→ Dataset entries

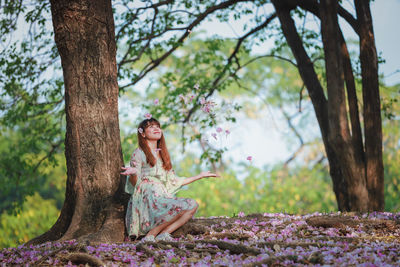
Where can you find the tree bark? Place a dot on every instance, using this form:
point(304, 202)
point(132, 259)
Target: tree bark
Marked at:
point(339, 132)
point(372, 107)
point(94, 199)
point(355, 189)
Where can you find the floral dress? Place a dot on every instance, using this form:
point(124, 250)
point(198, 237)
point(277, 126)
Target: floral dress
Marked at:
point(152, 199)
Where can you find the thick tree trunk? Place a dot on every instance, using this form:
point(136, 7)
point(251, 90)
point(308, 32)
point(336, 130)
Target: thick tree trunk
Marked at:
point(339, 132)
point(94, 199)
point(344, 149)
point(372, 107)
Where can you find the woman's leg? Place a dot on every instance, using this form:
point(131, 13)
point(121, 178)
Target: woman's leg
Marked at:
point(180, 221)
point(159, 228)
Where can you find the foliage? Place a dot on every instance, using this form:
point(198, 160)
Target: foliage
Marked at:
point(37, 216)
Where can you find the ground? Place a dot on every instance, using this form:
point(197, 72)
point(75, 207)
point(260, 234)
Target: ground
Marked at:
point(269, 239)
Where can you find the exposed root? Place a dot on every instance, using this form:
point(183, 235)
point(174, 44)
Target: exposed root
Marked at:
point(78, 247)
point(229, 235)
point(83, 258)
point(233, 248)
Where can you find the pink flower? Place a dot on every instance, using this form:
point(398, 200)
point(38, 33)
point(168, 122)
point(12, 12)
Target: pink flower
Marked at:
point(206, 108)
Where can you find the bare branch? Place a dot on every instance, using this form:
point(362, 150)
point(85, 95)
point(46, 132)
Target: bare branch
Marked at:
point(154, 63)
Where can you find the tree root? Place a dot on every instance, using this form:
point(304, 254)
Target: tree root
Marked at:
point(240, 237)
point(233, 248)
point(83, 258)
point(76, 247)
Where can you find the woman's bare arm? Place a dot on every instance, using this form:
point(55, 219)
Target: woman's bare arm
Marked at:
point(190, 180)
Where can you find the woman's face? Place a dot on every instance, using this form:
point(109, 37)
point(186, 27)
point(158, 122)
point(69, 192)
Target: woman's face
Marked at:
point(152, 132)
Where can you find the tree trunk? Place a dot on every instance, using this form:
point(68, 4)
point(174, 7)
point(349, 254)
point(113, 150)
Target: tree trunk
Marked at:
point(94, 199)
point(372, 107)
point(343, 148)
point(339, 132)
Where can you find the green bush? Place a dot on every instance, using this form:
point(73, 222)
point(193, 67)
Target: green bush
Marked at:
point(36, 217)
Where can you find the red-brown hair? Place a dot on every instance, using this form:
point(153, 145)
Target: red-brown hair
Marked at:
point(160, 144)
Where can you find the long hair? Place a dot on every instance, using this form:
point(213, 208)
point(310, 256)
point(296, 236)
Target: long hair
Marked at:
point(160, 144)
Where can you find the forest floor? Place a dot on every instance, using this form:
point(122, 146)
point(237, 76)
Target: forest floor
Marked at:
point(269, 239)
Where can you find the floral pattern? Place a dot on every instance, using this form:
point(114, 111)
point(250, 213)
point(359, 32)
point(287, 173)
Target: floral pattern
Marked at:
point(153, 199)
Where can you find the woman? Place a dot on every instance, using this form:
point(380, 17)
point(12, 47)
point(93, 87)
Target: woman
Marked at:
point(153, 210)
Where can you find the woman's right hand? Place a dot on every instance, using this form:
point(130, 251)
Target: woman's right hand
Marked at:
point(208, 174)
point(128, 170)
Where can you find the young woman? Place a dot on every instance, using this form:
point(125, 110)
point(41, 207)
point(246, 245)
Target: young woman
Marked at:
point(153, 209)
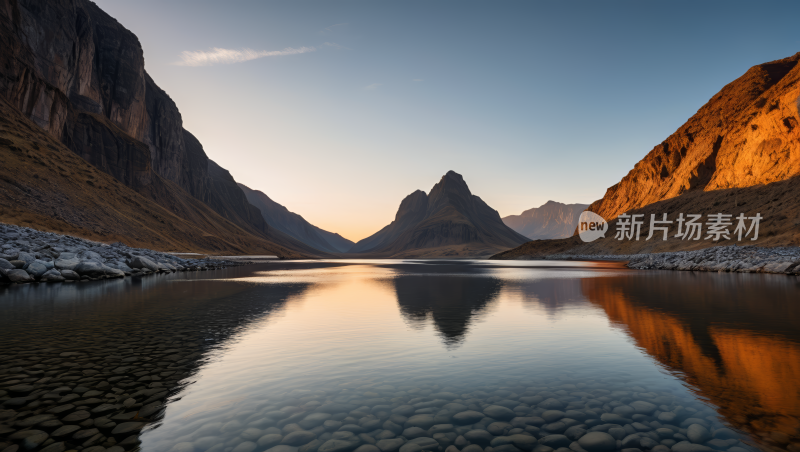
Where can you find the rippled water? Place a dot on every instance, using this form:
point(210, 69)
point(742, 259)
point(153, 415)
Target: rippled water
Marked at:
point(360, 353)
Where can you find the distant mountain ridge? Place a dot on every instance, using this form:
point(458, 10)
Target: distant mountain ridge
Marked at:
point(294, 225)
point(552, 220)
point(448, 222)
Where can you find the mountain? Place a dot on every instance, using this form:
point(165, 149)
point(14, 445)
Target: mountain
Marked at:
point(746, 135)
point(448, 222)
point(740, 153)
point(79, 75)
point(292, 224)
point(552, 220)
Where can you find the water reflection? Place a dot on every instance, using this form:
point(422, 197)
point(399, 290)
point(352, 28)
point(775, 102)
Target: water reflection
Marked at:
point(114, 351)
point(451, 302)
point(277, 341)
point(735, 338)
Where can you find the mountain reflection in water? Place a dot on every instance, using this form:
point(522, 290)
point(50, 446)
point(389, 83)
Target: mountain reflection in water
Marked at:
point(255, 332)
point(735, 338)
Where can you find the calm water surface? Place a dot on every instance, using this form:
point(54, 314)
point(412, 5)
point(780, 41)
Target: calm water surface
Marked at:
point(363, 343)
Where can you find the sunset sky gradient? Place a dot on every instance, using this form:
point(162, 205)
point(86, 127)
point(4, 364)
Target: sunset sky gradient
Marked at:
point(339, 109)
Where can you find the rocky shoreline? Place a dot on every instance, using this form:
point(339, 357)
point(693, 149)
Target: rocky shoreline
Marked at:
point(738, 259)
point(31, 256)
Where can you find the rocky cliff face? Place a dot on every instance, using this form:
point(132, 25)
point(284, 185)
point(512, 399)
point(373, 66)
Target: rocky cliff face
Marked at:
point(79, 74)
point(46, 186)
point(746, 135)
point(552, 220)
point(294, 225)
point(450, 221)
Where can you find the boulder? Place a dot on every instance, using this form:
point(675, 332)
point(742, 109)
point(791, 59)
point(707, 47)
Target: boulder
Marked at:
point(18, 275)
point(52, 275)
point(91, 269)
point(36, 269)
point(70, 275)
point(67, 264)
point(143, 263)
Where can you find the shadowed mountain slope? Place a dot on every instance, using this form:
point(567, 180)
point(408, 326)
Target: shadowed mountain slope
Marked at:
point(553, 220)
point(448, 222)
point(46, 186)
point(292, 224)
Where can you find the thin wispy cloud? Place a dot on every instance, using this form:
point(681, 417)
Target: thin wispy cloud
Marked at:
point(332, 28)
point(228, 56)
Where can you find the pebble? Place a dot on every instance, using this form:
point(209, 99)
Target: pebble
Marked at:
point(29, 256)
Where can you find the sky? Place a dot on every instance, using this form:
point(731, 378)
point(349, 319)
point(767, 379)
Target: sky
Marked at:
point(338, 109)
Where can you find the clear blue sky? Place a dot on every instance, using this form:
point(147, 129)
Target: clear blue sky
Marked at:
point(352, 105)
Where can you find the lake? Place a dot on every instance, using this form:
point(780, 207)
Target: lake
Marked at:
point(404, 356)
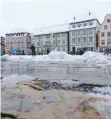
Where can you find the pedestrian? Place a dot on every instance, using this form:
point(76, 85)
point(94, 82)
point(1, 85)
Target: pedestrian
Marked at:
point(33, 50)
point(81, 52)
point(23, 52)
point(47, 50)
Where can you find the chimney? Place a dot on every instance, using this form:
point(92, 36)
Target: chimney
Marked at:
point(74, 18)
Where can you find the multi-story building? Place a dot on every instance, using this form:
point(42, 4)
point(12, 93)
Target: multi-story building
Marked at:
point(2, 46)
point(83, 33)
point(50, 38)
point(21, 41)
point(105, 33)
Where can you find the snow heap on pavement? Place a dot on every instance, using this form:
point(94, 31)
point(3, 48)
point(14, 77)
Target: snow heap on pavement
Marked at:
point(102, 106)
point(13, 79)
point(88, 57)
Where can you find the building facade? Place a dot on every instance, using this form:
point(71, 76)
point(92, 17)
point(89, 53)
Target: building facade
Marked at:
point(105, 33)
point(2, 46)
point(83, 35)
point(21, 41)
point(54, 37)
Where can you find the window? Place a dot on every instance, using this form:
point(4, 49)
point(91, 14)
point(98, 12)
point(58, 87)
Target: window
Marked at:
point(79, 25)
point(63, 34)
point(63, 41)
point(78, 33)
point(109, 41)
point(90, 31)
point(63, 49)
point(102, 42)
point(84, 32)
point(47, 36)
point(54, 42)
point(73, 40)
point(108, 34)
point(79, 40)
point(108, 21)
point(90, 40)
point(41, 37)
point(58, 35)
point(47, 43)
point(38, 43)
point(58, 42)
point(54, 35)
point(74, 25)
point(73, 33)
point(84, 40)
point(105, 26)
point(90, 23)
point(84, 24)
point(102, 34)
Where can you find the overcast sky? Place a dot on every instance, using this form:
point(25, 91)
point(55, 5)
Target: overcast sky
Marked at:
point(31, 14)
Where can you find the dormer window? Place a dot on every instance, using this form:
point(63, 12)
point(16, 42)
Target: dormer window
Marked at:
point(108, 21)
point(79, 25)
point(74, 25)
point(85, 24)
point(90, 23)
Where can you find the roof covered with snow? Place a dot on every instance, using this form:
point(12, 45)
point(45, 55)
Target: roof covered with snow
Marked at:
point(18, 30)
point(83, 17)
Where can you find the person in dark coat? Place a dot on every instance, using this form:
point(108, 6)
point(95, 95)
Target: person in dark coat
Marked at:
point(47, 50)
point(33, 50)
point(23, 52)
point(81, 52)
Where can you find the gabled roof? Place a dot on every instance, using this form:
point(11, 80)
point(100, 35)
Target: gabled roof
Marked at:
point(84, 18)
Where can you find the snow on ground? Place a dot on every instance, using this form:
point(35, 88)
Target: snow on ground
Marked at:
point(13, 79)
point(89, 57)
point(103, 106)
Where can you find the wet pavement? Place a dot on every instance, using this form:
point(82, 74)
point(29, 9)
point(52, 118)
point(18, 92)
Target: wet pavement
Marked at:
point(46, 70)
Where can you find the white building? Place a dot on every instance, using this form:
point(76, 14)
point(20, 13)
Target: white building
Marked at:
point(83, 33)
point(51, 37)
point(105, 33)
point(20, 40)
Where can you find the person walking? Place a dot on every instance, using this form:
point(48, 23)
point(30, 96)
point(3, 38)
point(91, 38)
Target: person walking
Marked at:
point(33, 50)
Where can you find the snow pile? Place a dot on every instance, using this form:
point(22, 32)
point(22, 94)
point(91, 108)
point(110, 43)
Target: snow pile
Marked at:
point(89, 57)
point(13, 79)
point(93, 57)
point(103, 90)
point(102, 106)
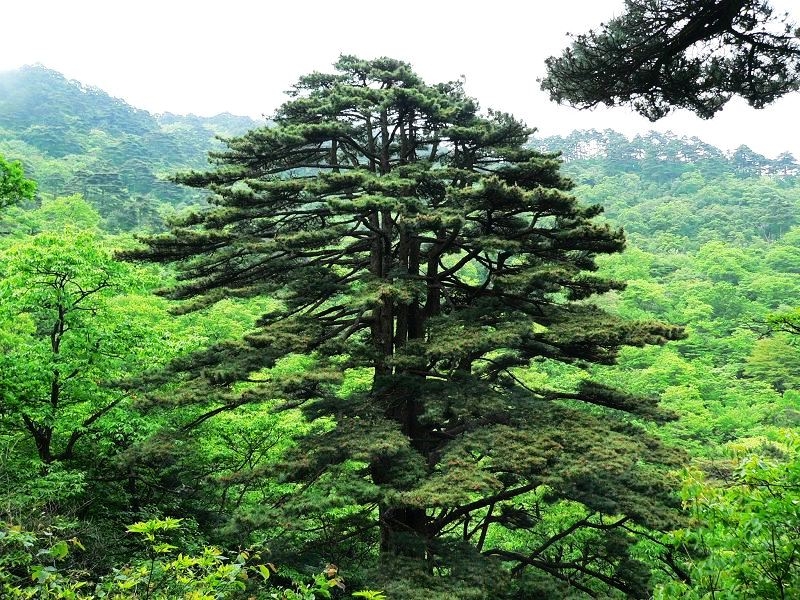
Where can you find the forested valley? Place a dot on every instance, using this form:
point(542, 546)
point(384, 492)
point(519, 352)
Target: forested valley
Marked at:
point(389, 346)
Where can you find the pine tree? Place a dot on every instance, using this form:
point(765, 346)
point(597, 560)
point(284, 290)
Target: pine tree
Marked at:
point(680, 53)
point(424, 259)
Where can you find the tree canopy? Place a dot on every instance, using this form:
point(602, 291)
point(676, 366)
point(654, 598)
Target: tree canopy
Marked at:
point(680, 53)
point(422, 255)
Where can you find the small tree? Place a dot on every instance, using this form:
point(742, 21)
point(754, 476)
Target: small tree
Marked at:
point(417, 246)
point(13, 184)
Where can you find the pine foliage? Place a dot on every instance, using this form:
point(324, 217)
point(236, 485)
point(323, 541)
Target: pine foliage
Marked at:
point(408, 236)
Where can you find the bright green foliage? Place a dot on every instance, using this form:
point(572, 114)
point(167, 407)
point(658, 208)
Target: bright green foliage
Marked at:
point(747, 541)
point(410, 237)
point(34, 566)
point(13, 184)
point(70, 325)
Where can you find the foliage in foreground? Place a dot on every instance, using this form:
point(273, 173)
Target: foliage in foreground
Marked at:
point(417, 245)
point(31, 567)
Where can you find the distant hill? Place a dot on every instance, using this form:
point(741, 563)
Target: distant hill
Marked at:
point(72, 138)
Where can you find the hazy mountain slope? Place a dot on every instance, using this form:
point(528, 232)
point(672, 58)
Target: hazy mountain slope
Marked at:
point(77, 139)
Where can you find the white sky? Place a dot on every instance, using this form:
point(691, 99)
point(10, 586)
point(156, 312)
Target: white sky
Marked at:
point(239, 56)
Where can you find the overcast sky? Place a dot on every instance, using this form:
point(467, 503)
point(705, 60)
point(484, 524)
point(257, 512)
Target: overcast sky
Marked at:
point(240, 56)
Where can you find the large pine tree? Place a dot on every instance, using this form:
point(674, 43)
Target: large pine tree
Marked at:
point(424, 259)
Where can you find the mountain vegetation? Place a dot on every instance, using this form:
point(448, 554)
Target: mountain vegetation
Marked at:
point(657, 56)
point(396, 345)
point(75, 139)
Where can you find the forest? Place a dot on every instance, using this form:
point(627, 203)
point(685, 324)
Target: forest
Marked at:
point(388, 346)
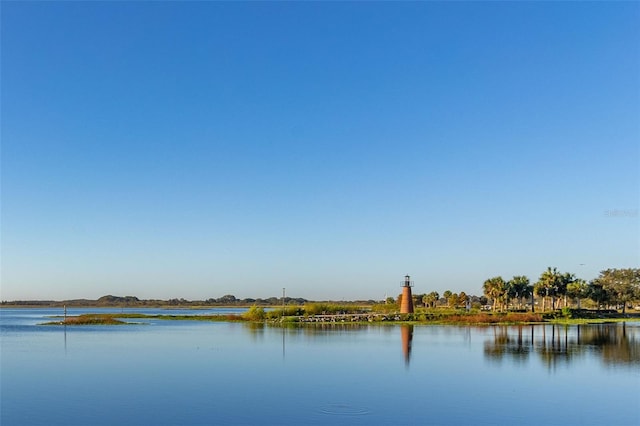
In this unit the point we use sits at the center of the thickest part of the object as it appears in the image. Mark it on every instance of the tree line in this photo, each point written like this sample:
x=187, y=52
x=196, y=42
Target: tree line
x=612, y=288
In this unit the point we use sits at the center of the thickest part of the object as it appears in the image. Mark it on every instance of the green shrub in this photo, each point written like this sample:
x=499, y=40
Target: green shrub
x=255, y=313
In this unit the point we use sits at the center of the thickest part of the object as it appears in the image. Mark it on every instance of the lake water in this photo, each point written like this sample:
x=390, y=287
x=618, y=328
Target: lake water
x=163, y=372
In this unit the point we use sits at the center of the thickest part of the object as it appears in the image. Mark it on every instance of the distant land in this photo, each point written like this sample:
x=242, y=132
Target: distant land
x=132, y=301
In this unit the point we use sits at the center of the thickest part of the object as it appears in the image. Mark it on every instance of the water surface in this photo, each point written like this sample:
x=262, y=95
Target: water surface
x=162, y=372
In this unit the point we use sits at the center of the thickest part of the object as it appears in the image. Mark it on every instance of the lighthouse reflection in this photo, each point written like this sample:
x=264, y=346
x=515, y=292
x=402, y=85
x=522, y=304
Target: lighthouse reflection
x=406, y=333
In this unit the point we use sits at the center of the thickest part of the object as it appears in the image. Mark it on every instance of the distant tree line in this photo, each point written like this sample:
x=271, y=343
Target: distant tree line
x=613, y=288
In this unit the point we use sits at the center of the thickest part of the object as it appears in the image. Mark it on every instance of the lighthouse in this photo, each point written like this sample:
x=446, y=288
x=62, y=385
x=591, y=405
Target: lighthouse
x=406, y=306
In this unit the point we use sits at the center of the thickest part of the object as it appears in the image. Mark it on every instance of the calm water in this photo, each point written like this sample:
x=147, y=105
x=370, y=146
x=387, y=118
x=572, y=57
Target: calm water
x=197, y=373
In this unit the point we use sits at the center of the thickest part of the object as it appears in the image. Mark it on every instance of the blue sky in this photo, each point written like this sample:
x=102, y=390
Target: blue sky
x=196, y=149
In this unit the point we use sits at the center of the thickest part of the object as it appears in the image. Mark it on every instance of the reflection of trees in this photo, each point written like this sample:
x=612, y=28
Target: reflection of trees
x=506, y=343
x=406, y=333
x=616, y=344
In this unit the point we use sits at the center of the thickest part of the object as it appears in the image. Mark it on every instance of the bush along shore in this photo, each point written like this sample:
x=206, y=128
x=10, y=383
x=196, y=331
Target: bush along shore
x=327, y=313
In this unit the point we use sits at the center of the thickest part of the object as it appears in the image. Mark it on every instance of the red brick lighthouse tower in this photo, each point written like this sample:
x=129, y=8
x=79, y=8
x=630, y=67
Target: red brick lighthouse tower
x=406, y=306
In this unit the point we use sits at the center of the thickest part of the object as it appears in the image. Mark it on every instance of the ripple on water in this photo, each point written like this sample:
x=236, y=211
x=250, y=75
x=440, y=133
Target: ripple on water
x=344, y=410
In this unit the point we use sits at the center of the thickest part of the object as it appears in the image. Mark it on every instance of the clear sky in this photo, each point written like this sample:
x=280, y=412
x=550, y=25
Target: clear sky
x=196, y=149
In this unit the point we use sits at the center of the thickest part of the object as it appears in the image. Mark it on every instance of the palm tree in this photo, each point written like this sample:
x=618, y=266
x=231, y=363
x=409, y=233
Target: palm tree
x=496, y=289
x=518, y=287
x=577, y=290
x=431, y=299
x=549, y=284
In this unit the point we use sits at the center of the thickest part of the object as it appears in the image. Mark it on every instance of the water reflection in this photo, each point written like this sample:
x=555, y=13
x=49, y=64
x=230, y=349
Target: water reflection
x=406, y=332
x=615, y=344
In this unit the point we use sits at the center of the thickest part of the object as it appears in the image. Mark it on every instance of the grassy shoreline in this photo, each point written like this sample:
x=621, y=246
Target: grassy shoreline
x=449, y=318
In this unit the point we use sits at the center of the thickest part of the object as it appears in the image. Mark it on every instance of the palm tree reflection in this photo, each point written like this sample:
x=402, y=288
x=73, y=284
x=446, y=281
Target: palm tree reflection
x=614, y=344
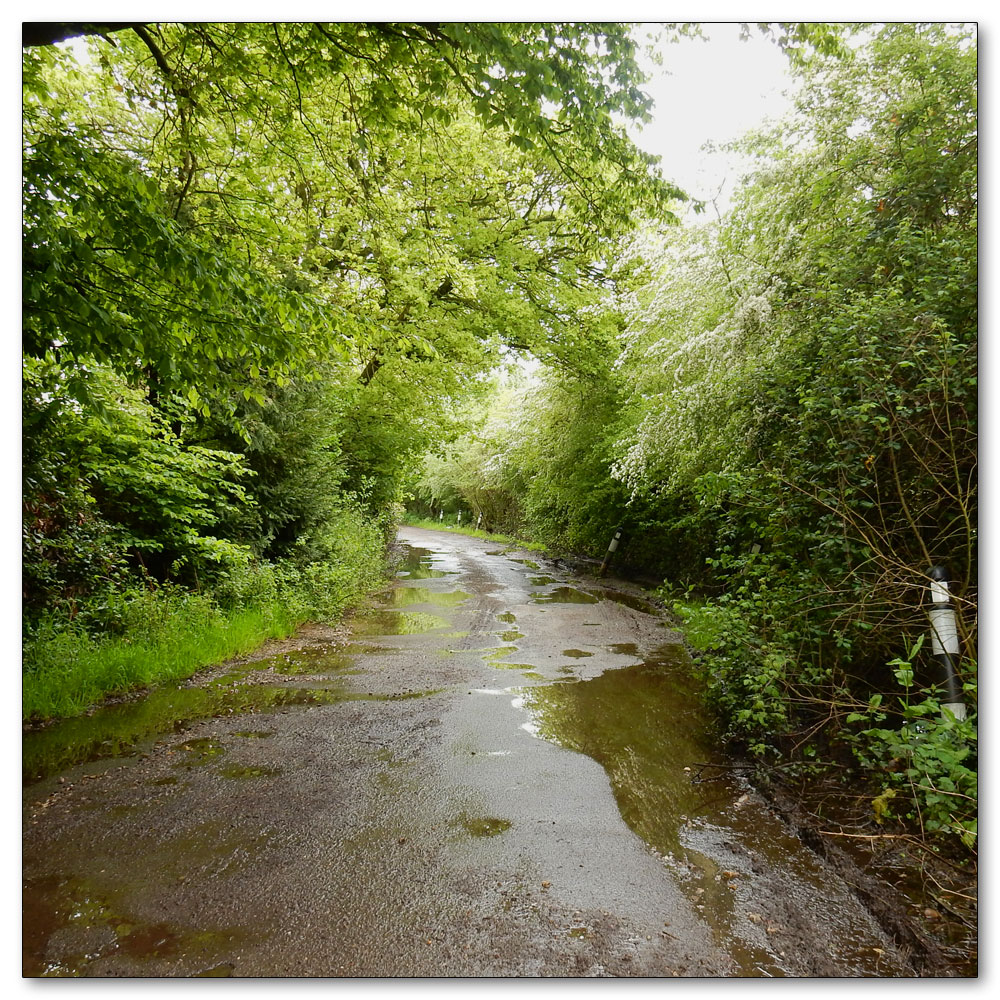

→ PROBLEM TO WORK ON
Only one stretch of the entries above is wanted: the lines from the one containing "Where can you find the tree trunk?" through the one containing "point(237, 76)". Please reproduce it exactly.

→ ANSWER BOX
Where can you find the tree trunk? Place a dot on every instance, using this form:
point(68, 4)
point(174, 7)
point(349, 254)
point(113, 150)
Target: tree trunk
Marked at:
point(94, 199)
point(372, 107)
point(343, 148)
point(339, 132)
Where can you find the green bush? Place a dot on every instance, using this form:
point(73, 222)
point(193, 67)
Target: green bush
Marked at:
point(36, 217)
Where can you find the red-brown hair? Place a dot on every instance, using this form:
point(153, 145)
Target: red-brown hair
Marked at:
point(160, 144)
Where can you find the long hair? Place a dot on every instance, using this form:
point(213, 208)
point(310, 256)
point(296, 236)
Target: long hair
Marked at:
point(160, 144)
Where can you find the forest floor? Place a dot on every instance, using this form:
point(122, 146)
point(237, 76)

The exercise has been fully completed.